WHAT IS BEING ASKED:
Can you rescale the entries from the line containing "Exercise. Point out every instance of the foliage" through the last line of the entries, both ends included? Reproduce only those lines, requests included, and multiply each x and y coordinate in the answer points by 2.45, rounding to whole numbers with halves rounded up.
******************************
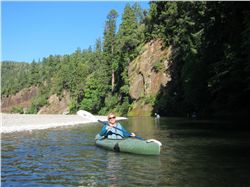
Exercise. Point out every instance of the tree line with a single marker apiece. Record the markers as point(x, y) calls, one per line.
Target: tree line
point(209, 66)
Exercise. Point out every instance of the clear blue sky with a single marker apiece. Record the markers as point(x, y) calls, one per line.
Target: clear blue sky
point(33, 30)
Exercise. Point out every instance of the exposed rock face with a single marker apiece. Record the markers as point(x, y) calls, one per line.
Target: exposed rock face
point(56, 105)
point(22, 98)
point(147, 73)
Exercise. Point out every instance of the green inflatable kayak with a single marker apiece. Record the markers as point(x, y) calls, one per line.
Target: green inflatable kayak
point(131, 145)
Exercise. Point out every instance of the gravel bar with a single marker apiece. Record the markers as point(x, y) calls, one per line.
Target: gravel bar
point(27, 122)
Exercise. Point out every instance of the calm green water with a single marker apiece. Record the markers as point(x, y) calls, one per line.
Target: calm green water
point(194, 153)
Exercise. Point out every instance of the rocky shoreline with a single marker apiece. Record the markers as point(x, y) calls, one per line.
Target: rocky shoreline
point(27, 122)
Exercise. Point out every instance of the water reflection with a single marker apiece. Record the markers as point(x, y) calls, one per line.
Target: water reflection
point(193, 154)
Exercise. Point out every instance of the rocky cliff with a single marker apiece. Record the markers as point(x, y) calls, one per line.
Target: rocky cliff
point(147, 73)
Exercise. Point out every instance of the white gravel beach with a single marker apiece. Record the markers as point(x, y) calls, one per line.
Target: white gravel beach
point(23, 122)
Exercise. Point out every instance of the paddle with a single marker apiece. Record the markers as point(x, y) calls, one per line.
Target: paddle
point(91, 117)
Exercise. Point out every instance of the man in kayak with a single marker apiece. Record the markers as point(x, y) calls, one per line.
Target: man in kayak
point(114, 130)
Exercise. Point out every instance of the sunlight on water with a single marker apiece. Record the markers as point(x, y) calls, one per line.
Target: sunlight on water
point(193, 154)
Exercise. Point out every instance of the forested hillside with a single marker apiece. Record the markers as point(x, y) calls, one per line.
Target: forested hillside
point(209, 67)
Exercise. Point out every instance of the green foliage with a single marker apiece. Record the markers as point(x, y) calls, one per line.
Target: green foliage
point(209, 58)
point(17, 109)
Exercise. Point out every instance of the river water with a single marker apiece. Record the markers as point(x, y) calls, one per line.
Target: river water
point(194, 153)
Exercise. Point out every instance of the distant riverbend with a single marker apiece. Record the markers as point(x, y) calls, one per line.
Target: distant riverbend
point(24, 122)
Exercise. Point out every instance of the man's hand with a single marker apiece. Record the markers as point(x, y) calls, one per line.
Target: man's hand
point(132, 134)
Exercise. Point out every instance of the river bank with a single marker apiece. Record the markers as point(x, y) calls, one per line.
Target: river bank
point(23, 122)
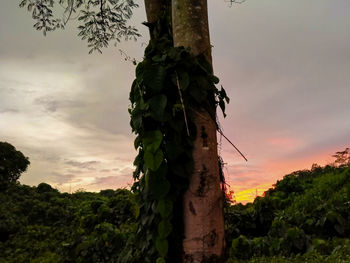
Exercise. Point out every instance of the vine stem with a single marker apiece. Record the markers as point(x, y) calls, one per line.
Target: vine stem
point(182, 103)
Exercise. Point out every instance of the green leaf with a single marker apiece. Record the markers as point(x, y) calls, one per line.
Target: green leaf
point(152, 140)
point(154, 76)
point(165, 208)
point(164, 228)
point(214, 79)
point(222, 106)
point(157, 105)
point(153, 160)
point(173, 150)
point(137, 142)
point(162, 246)
point(184, 79)
point(158, 185)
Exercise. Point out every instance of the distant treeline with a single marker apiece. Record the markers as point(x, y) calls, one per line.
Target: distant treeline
point(304, 218)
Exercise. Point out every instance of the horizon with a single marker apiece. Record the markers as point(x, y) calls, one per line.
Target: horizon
point(285, 67)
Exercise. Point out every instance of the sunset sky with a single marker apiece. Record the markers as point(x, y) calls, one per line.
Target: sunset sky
point(285, 66)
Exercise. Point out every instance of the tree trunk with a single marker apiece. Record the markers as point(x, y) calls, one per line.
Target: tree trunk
point(203, 202)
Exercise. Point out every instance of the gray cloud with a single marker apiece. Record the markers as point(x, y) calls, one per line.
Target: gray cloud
point(86, 165)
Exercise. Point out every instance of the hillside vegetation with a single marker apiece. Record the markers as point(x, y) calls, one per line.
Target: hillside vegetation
point(304, 218)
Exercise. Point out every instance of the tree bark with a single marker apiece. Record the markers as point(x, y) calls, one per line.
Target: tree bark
point(203, 202)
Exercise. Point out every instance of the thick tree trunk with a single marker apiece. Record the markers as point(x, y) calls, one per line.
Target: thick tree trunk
point(203, 201)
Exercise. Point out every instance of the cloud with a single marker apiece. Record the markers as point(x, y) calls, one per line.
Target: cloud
point(8, 111)
point(85, 165)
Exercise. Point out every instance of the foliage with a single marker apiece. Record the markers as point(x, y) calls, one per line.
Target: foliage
point(305, 218)
point(168, 81)
point(100, 21)
point(12, 164)
point(39, 224)
point(307, 212)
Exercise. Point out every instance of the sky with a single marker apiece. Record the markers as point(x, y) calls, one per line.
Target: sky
point(284, 64)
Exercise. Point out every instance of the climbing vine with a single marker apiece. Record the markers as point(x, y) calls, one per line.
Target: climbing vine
point(170, 82)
******************************
TASK ANSWER:
Exercise. Point out every instance of the foliage with a single marker apiece. Record the markers as point(x, y) calls, one per line.
Target: foliage
point(747, 534)
point(412, 198)
point(245, 51)
point(29, 402)
point(96, 549)
point(752, 519)
Exercise. Point out every instance of the sky with a single marker apiece. Record the markers as point(x, y) calls, one per line.
Target: sky
point(696, 157)
Exercise. Point out every instance of the climbing vine with a single marker apiece. Record the markers as point(x, y) calls, one per line.
Target: climbing vine
point(417, 201)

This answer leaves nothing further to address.